**ARTICLE**
==============================

Formatting JSON output

I have a JSON file with key value pair data. My JSON file looks like this.
{
"professors": [
{
"first_name": "Richard",
"last_name": "Saykally",
"helpfullness": "3.3",
"url": "http://www.ratemyprofessors.com/ShowRatings.jsp?tid=111119",
"reviews": [
{
"attendance": "N/A",
"class": "CHEM 1A",
"textbook_use": "It's a must have",
"review_text": "Tests were incredibly difficult (averages in the 40s) and lectures were essentially useless. I attended both lectures every day and still was unable to grasp most concepts on the midterms. Scope out a good GSI to get help and ride the curve."
},
{
"attendance": "N/A",
"class": "CHEMISTRY1A",
"textbook_use": "Essential to passing",
"review_text": "Saykally really isn't as bad as everyone made him out to be. If you go to his lectures he spends about half the time blowing things up, but if you actually read the texts before his lectures and pay attention to what he's writing/saying, you'd do okay. He posts practice tests that were representative of actual tests and curves the class nicely!"
}]
{
{
"first_name": "Laura",
"last_name": "Stoker",
"helpfullness": "4.1",
"url": "http://www.ratemyprofessors.com/ShowRatings.jsp?tid=536606",
"reviews": [
{
"attendance": "N/A",
"class": "PS3",
"textbook_use": "You need it sometimes",
"review_text": "Stoker is by far the best professor. If you put in the effort, take good notes, and ask questions, you will be fine in the class. As far as her lecture, she does go a bit fast, but her lecture is in the form of an outline. As long as you take good notes, you will have everything you need for exams. She is funny and super nice if you speak with her"
},
{
"attendance": "Mandatory",
"class": "164A",
"textbook_use": "Barely cracked it open",
"review_text": "AMAZING professor. She has a good way of keeping lectures interesting. Yes, she can be a little everywhere and really quick with her lecture, but the GSI's are useful to make sure you understand the material. Oh, and did I mention she's hilarious!"
}]
}]
So I'm trying to do multiple things.
I'm trying to get the most mentioned ['class'] key under reviews. Then get the class name and the times it was mentioned.
Then I'd like to output my format in this manner. Also under professor array. It's just the info of professors for instance for CHEM 1A, CHEMISTRY1A - It's Richard Saykally.
{
courses:[
{
"course_name" : # class name
"course_mentioned_times" : # The amount of times the class was mentioned
professors:[ #The professor array should have professor that teaches this class which is in my shown json file
{
'first_name' : 'professor name'
'last_name' : 'professor last name'
}
}
So I'd like to sort my json file key-value where I have max to minimum. So far all I've been able to figure out isd
if __name__ == "__main__":
open_json = open('result.json')
load_as_json = json.load(open_json)['professors']
outer_arr = []
outer_dict = {}
for items in load_as_json:
output_dictionary = {}
all_classes = items['reviews']
for classes in all_classes:
arr_info = []
output_dictionary['class'] = classes['class']
output_dictionary['first_name'] = items['first_name']
output_dictionary['last_name'] = items['last_name']
#output_dictionary['department'] = items['department']
output_dictionary['reviews'] = classes['review_text']
with open('output_info.json','wb') as outfile:
json.dump(output_dictionary,outfile,indent=4)

==============================

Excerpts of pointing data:
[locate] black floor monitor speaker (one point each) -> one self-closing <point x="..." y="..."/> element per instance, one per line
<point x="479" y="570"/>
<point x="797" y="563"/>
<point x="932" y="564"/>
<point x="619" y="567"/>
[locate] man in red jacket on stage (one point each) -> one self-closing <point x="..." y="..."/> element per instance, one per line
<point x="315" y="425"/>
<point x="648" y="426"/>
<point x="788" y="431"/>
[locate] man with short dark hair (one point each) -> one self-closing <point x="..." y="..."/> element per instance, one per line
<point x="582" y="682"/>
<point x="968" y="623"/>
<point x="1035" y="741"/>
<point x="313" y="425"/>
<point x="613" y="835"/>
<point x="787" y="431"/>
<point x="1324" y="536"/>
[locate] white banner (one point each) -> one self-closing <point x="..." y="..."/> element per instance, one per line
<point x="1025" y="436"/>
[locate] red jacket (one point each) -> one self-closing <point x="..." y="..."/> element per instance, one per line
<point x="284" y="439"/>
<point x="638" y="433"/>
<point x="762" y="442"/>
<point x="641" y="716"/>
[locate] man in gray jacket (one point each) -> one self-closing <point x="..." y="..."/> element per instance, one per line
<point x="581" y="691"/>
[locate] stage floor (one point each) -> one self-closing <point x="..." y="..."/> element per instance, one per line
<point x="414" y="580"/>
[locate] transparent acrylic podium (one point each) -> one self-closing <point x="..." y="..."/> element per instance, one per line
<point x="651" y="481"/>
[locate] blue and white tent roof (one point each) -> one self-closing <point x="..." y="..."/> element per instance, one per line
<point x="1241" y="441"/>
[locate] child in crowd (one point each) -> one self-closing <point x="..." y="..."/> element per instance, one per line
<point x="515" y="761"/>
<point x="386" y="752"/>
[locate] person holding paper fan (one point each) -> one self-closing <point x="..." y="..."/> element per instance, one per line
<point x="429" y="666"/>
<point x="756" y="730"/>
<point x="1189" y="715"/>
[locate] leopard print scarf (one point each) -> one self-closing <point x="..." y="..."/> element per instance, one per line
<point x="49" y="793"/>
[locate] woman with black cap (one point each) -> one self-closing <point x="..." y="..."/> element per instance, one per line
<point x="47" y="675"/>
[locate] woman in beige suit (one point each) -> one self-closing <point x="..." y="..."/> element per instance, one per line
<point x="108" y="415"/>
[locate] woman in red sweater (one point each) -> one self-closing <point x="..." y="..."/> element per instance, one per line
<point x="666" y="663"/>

==============================

Continue the forum post about formatting JSON output from the point where it stops.

**REPLY TO THE TASK**
I think this program does what you want:
import json
with open('result.json') as open_json:
load_as_json = json.load(open_json)
courses = {}
for professor in load_as_json['professors']:
for review in professor['reviews']:
course = courses.setdefault(review['class'], {})
course.setdefault('course_name', review['class'])
course.setdefault('course_mentioned_times', 0)
course['course_mentioned_times'] += 1
course.setdefault('professors', [])
prof_name = {
'first_name': professor['first_name'],
'last_name': professor['last_name'],
}
if prof_name not in course['professors']:
course['professors'].append(prof_name)
courses = {
'courses': sorted(courses.values(),
key=lambda x: x['course_mentioned_times'],
reverse=True)
}
with open('output_info.json', 'w') as outfile:
json.dump(courses, outfile, indent=4)
Result, using the example input in the question:
{
"courses": [
{
"professors": [
{
"first_name": "Laura",
"last_name": "Stoker"
}
],
"course_name": "PS3",
"course_mentioned_times": 1
},
{
"professors": [
{
"first_name": "Laura",
"last_name": "Stoker"
}
],
"course_name": "164A",
"course_mentioned_times": 1
},
{
"professors": [
{
"first_name": "Richard",
"last_name": "Saykally"
}
],
"course_name": "CHEM 1A",
"course_mentioned_times": 1
},
{
"professors": [
{
"first_name": "Richard",
"last_name": "Saykally"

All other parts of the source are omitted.